- EXERCISE DETAILS
For the material that follows, list every line containing the word "suit".

- DATA SUPPLIED
>>>

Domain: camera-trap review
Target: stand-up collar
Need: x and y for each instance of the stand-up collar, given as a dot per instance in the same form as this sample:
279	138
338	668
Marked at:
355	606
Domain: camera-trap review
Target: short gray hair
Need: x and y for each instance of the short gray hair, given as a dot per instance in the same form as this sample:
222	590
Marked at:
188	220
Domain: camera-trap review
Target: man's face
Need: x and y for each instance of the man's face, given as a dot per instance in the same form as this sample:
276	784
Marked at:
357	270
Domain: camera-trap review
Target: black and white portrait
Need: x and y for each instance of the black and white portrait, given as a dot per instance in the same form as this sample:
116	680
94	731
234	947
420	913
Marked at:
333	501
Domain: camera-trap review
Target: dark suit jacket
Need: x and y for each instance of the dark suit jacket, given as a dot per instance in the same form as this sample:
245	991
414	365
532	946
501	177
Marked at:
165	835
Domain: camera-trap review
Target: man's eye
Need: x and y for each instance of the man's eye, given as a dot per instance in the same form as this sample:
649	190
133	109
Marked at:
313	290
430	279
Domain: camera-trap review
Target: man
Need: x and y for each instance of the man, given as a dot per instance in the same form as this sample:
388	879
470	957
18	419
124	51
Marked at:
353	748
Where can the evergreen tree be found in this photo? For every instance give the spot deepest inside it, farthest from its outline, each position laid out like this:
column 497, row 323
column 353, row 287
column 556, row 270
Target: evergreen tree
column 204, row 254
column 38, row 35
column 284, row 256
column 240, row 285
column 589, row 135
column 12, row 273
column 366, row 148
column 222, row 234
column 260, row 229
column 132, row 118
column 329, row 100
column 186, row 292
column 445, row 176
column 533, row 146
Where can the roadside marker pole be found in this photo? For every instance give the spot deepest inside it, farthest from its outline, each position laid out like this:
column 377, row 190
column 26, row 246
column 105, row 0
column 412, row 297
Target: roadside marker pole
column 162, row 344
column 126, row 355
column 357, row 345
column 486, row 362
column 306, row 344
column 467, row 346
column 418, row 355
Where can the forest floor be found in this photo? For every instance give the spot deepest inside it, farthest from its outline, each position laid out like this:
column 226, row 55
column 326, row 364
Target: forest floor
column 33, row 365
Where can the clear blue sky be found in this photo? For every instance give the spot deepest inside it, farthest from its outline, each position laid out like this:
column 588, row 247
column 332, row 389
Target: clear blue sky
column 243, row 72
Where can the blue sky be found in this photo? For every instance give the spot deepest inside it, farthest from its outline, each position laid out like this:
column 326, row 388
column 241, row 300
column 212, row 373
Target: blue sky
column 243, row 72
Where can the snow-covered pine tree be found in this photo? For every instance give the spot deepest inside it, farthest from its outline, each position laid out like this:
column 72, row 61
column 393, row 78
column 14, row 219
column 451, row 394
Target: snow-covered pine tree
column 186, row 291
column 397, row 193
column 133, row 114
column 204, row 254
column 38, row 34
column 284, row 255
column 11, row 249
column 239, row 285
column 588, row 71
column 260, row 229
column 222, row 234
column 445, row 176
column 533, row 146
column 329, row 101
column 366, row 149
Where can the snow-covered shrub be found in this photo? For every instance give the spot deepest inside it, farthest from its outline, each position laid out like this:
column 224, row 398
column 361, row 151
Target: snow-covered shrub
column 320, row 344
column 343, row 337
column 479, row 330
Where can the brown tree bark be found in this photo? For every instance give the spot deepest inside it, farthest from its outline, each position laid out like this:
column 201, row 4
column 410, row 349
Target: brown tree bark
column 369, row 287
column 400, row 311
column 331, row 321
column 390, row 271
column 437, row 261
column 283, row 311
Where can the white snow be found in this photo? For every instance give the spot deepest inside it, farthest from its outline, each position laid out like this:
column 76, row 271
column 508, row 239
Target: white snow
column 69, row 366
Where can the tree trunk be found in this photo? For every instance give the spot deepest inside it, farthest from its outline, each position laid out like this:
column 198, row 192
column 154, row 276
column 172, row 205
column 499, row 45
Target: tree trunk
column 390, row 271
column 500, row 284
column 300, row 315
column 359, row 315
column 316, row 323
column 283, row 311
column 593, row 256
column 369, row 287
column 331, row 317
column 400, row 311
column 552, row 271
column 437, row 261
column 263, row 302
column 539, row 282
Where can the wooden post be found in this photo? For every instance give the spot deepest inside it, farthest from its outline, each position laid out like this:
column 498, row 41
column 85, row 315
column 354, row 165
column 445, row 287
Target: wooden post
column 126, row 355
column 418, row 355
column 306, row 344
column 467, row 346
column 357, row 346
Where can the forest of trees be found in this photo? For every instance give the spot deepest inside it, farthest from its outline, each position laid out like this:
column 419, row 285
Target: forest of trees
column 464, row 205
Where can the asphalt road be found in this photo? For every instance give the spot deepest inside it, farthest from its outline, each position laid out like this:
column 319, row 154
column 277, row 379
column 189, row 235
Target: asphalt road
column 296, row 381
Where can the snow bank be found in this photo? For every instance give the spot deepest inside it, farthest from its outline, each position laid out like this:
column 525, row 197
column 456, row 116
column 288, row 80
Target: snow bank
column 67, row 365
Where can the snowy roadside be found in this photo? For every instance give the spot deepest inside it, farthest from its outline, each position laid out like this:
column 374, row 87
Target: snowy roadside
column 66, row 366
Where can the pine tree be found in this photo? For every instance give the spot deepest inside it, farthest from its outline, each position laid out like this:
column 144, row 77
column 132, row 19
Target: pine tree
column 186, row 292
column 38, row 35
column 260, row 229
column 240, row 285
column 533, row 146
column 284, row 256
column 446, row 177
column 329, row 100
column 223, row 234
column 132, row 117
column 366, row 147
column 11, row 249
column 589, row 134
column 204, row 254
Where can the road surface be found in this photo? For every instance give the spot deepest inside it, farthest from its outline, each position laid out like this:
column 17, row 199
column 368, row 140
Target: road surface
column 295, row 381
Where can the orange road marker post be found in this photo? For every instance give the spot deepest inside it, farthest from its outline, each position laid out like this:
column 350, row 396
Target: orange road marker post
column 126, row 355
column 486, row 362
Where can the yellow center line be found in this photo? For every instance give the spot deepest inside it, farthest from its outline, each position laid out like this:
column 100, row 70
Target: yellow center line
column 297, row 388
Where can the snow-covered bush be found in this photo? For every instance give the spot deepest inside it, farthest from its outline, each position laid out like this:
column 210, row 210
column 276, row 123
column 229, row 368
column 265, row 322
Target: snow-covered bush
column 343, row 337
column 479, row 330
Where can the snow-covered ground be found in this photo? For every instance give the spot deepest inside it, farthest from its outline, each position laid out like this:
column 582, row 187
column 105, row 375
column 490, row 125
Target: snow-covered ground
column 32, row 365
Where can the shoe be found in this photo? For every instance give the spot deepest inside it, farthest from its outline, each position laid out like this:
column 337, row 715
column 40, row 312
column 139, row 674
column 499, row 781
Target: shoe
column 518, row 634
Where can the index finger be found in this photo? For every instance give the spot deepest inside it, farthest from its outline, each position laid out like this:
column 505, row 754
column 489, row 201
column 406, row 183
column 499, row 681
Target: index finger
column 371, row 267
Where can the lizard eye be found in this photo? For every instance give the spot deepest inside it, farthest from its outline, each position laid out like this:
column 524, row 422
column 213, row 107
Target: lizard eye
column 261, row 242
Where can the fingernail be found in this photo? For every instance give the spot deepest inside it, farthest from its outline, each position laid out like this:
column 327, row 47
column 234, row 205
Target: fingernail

<<<

- THE COMPLETED TASK
Target: dark suit jacket
Need: x and y for each instance of the dark suit jacket, given as a dot per instance in the same form as this sample:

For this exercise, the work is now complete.